* What to produce
Only the lines starting at the one that contains "Please indicate the collar" and running to the end should be repeated, exactly as written.

Point annotation dataset records:
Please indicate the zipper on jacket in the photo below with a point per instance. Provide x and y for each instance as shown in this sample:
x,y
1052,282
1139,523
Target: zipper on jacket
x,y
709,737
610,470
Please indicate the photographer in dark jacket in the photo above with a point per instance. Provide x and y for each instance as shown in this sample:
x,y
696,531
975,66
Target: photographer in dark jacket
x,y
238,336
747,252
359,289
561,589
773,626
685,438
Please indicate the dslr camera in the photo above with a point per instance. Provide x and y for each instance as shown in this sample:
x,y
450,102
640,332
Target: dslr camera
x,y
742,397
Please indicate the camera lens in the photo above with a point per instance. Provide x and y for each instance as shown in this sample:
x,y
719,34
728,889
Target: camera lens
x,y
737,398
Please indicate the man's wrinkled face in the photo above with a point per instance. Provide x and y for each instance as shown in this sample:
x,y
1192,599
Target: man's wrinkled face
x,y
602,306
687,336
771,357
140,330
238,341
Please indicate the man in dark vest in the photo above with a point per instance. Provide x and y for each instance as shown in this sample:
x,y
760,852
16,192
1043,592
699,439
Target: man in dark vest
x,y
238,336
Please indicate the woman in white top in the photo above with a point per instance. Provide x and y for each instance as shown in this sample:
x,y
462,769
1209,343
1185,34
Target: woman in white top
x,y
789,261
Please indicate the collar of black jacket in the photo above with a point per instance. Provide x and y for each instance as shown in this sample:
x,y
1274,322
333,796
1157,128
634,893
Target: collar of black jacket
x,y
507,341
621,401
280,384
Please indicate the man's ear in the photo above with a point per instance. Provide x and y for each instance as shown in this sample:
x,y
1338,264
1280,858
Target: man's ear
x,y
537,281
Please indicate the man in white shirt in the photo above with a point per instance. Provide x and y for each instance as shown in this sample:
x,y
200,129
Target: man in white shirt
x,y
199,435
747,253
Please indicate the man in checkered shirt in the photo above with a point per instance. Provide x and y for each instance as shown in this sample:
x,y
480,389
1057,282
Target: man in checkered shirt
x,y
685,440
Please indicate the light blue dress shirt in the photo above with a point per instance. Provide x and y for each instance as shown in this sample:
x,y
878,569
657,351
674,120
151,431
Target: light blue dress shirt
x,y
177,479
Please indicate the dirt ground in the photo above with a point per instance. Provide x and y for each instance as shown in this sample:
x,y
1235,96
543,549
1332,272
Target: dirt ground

* Reply to the task
Please indicate the collar of black jacket in the photo above with a point per instance. Provide x and y for each instance as shown in this sample:
x,y
1274,322
333,796
1157,128
634,893
Target: collar of black jacket
x,y
507,341
621,401
280,384
Please indicate the man's ear in the photo above with a point per instance. Provide x and y for each instance as shown in this sample:
x,y
1338,264
1280,858
Target: man's ear
x,y
537,281
Please indicate the man in white shirt in the photo above with a point per instance. Provide x and y for each instance as shown in this sample:
x,y
200,129
Target: man in white shirt
x,y
199,435
747,253
Please indicate the man in checkered shirt in the photo above with a point per instance. Provide x and y for each instance as shown in this sample:
x,y
480,389
1057,282
Target: man in checkered shirt
x,y
685,440
Please indicate the light blue dress shirt in the photo above with a point per instance. Provide x and y for each instance as shown in this sample:
x,y
878,569
657,351
674,120
151,431
Target: light blue dress shirt
x,y
177,479
Please indicate the dirt ground in the photo above with a point per instance. Provide x and y for each instance as shown in this sample:
x,y
1235,96
543,549
1332,272
Target: dirt ground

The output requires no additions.